[Provided information Boundary: Start]

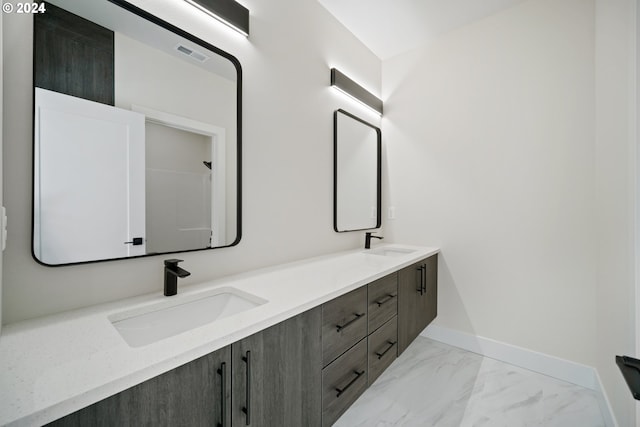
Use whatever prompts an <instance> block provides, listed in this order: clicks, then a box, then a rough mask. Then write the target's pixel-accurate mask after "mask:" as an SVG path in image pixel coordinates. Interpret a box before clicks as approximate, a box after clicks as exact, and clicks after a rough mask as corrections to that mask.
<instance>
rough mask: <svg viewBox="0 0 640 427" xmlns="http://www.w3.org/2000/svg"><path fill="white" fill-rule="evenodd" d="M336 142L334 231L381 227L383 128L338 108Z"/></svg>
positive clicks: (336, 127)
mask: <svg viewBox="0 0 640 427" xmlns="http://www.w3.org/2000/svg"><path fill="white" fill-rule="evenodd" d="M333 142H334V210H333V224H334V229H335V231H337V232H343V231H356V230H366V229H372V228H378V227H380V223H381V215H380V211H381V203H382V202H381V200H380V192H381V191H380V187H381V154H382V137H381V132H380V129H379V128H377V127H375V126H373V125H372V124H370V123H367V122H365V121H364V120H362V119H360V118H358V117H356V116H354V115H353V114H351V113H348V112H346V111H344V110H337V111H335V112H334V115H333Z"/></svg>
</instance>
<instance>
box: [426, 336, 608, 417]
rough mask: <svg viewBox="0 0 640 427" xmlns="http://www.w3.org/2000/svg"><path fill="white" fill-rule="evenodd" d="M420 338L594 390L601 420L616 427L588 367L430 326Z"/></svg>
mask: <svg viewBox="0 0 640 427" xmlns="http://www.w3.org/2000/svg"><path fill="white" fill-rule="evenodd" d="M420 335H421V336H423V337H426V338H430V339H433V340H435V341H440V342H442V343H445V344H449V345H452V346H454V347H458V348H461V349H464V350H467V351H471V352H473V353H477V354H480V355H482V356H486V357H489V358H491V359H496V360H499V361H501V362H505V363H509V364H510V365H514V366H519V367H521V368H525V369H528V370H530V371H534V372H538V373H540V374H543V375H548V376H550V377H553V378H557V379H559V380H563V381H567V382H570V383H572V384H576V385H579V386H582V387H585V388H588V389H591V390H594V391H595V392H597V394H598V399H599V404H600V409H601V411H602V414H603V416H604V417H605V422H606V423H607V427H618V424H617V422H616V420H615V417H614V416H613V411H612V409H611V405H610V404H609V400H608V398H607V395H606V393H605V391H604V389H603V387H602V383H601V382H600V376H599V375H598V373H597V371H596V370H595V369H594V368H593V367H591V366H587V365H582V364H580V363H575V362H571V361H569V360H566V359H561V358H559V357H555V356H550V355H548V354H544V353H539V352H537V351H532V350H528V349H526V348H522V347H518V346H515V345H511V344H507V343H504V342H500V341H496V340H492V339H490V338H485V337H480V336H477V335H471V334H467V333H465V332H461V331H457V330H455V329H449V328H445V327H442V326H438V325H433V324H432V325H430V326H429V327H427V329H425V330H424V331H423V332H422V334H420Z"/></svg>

[Provided information Boundary: End]
[Provided information Boundary: Start]

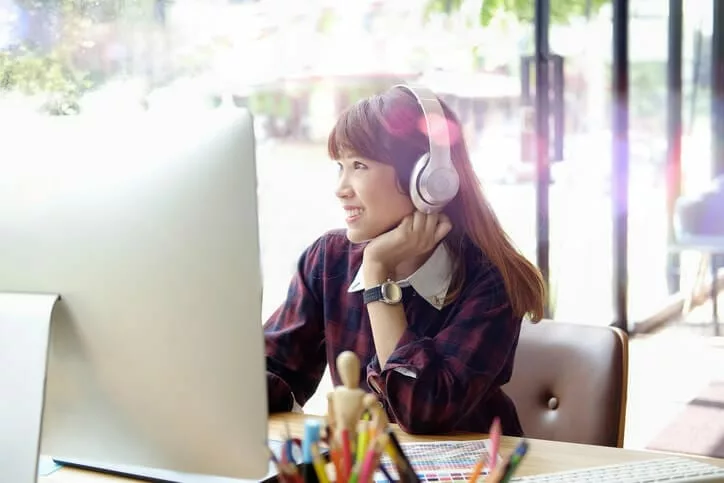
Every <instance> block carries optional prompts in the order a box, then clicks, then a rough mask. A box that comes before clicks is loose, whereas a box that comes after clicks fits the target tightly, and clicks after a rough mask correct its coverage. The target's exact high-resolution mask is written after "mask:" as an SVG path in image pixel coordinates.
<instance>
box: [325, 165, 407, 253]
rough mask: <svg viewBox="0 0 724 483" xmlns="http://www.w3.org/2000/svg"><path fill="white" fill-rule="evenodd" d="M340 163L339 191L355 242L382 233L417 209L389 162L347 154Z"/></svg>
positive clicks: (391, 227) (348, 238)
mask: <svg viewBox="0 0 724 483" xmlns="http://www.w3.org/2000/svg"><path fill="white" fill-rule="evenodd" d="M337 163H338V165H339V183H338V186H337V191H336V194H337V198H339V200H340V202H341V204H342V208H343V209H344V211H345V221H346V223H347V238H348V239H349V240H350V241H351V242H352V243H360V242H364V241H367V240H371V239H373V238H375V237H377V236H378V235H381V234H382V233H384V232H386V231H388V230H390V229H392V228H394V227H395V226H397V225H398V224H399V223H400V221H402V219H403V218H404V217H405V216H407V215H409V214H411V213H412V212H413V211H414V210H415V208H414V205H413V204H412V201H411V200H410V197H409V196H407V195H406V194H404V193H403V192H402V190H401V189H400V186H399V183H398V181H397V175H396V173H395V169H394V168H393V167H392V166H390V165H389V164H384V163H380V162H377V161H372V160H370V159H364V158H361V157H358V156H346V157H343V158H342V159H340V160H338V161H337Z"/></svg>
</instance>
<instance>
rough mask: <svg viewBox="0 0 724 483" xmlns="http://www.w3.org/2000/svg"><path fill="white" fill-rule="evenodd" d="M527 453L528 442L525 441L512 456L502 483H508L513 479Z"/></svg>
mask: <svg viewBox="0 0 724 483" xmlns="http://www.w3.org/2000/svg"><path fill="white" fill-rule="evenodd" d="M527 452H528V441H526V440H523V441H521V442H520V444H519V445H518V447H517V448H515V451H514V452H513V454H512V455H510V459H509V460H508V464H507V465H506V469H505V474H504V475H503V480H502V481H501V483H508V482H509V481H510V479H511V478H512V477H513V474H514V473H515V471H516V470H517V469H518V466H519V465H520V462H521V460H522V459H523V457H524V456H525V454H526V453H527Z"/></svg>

[Provided information Boundary: End]
[Provided information Boundary: Start]

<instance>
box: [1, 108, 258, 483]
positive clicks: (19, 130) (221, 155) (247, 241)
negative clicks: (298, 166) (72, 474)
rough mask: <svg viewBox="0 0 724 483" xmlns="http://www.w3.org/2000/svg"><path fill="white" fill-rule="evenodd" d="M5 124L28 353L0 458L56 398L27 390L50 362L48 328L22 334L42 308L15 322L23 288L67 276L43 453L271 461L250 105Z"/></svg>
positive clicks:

[Provided information Boundary: End]

* What this task involves: Copy out, character for character, everything from the line containing "Use whatever prompts" down to the line containing "positive clicks: (336, 127)". Include both of those lines.

* Solution below:
Use whatever prompts an <instance> block provides, listed in this order: clicks, then a box, then a rough mask. Then write the target's pixel-accurate mask after "mask:" as an SVG path in image pixel coordinates. Interpret a box before clicks as approximate, a box after clicks as exact, and clicks after a rough mask as corrections to that mask.
<instance>
rough mask: <svg viewBox="0 0 640 427" xmlns="http://www.w3.org/2000/svg"><path fill="white" fill-rule="evenodd" d="M336 142L334 231L381 227L383 128L338 108Z"/></svg>
positive clicks: (336, 127)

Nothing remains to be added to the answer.